*GIVEN EXERCISE*:
Could you transcribe every line of the records below word for word, leaving out the pictures?

*RAW DATA*:
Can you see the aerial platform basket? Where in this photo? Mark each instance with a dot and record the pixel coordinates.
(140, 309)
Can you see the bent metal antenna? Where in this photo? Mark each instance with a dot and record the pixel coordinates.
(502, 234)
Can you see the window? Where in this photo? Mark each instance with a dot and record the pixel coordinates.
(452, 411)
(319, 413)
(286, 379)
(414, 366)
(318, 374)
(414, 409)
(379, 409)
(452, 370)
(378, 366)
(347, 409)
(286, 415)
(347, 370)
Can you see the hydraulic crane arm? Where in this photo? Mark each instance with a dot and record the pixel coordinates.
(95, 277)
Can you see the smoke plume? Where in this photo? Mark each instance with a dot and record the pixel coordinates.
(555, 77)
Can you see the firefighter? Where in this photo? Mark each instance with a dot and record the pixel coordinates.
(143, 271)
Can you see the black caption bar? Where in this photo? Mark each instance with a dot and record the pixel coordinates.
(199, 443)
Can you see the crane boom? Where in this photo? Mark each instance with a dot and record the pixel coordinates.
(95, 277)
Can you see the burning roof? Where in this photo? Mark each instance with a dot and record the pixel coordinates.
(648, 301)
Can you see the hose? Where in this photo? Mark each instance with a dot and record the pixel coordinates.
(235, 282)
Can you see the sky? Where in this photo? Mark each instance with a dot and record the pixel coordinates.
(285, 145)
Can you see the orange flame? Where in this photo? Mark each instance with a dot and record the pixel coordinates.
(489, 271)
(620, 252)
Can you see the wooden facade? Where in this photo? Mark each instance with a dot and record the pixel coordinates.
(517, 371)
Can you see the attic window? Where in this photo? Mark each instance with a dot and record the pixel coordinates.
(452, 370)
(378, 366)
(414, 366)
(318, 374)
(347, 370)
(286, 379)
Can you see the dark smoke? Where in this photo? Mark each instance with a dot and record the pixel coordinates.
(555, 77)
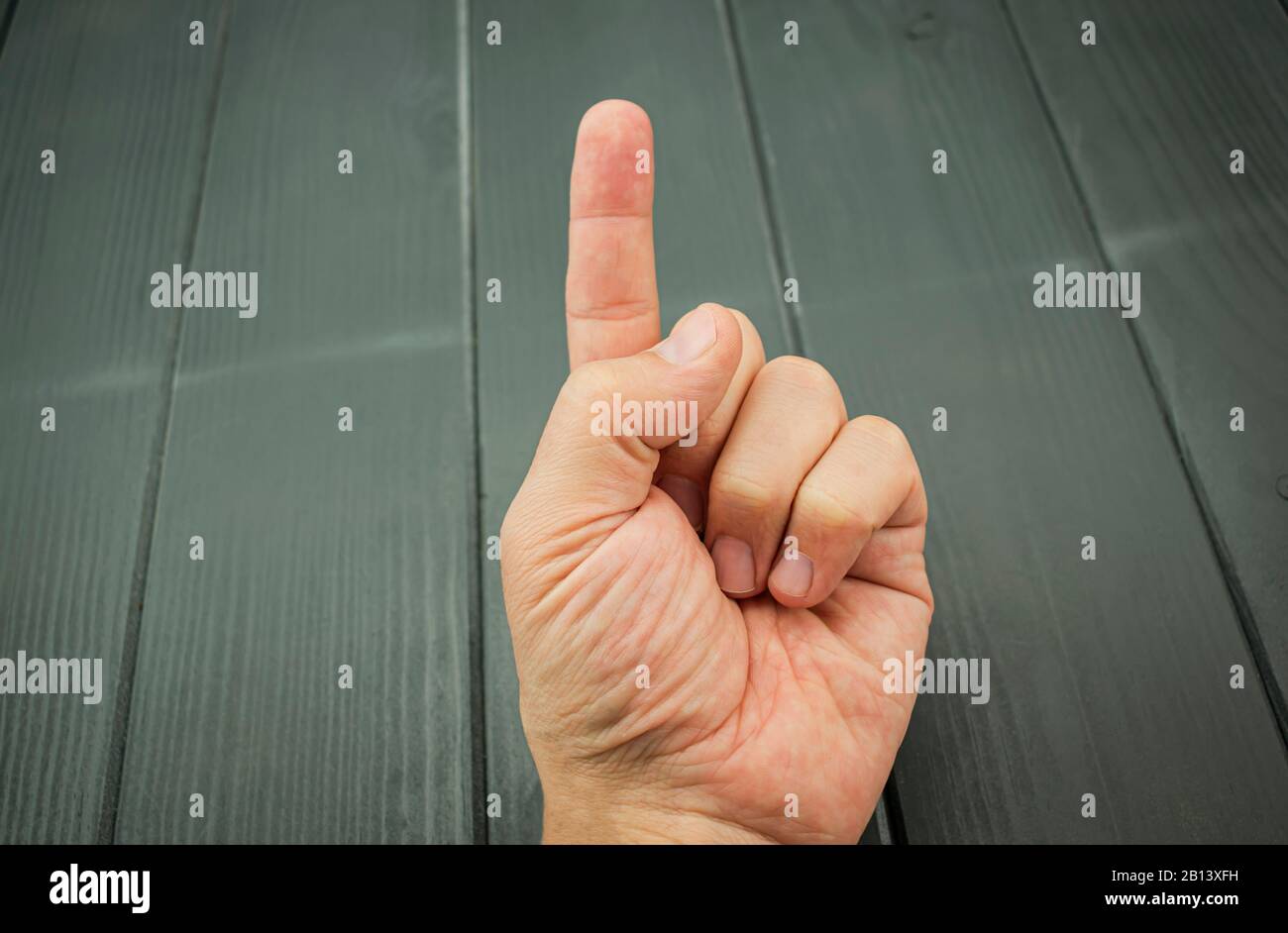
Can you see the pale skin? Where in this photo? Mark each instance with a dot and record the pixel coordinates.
(683, 678)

*COMPLETE ANSWER*:
Can you see the aerial platform basket? Where in this photo? Mark each instance with a dot and record the pixel coordinates.
(140, 309)
Can you see the bent metal antenna? Where in this photo? Mark each instance with a dot and record the pixel coordinates.
(502, 234)
Can you see the window? Where in this photo? Mark each instance with a dot and record the pixel coordinates.
(452, 411)
(319, 413)
(286, 379)
(414, 366)
(318, 374)
(414, 409)
(379, 409)
(452, 370)
(378, 366)
(347, 409)
(286, 415)
(347, 370)
Can you see the hydraulic crane arm? Where in this photo? Mark each instance with a dot and record the pixel coordinates.
(95, 277)
Can you see the smoke plume? Where in this photo? Mark each instance with a dot and record the pixel coordinates.
(555, 77)
Can you see the firefighter? Where in this photo? Mark each instance with a dot and record the pixel coordinates.
(143, 271)
Can you see the black caption bar? Where in this photo? Mark each instance with a dot and record the pixel coordinates.
(199, 443)
Can you see the crane boom? Where in this photo? Mark each instance with a dot and record the pixel coordinates.
(95, 277)
Can you see the burning roof? Where in this photo? Mark each instance with a dot and record the pixel coordinates.
(648, 301)
Can you see the hose? Where in this photo? Mark each instance with a dot and record the pixel coordinates.
(235, 282)
Can you see the sky? Where in this photo? Mark each instance with a dot and record the pixel coordinates.
(285, 145)
Can you see the orange flame? Where in this photo? Mark each instance with a dot and record the pixel coordinates.
(489, 271)
(620, 252)
Can you see the wooden facade? Where in this photo? Mark each instance with a dot and record the pixel coordinates.
(517, 371)
Can you see the attic window? Where in this photo? Mark each instance with a dot and record the pixel coordinates.
(452, 370)
(378, 366)
(414, 366)
(318, 374)
(347, 370)
(286, 379)
Can you see the dark smoke? Where in this photo? Mark each instance with a dot and record the pixel coordinates.
(555, 77)
Can you see the pale skin? Where in this photo? Mark each instance with a dot and record the pixel coordinates.
(683, 678)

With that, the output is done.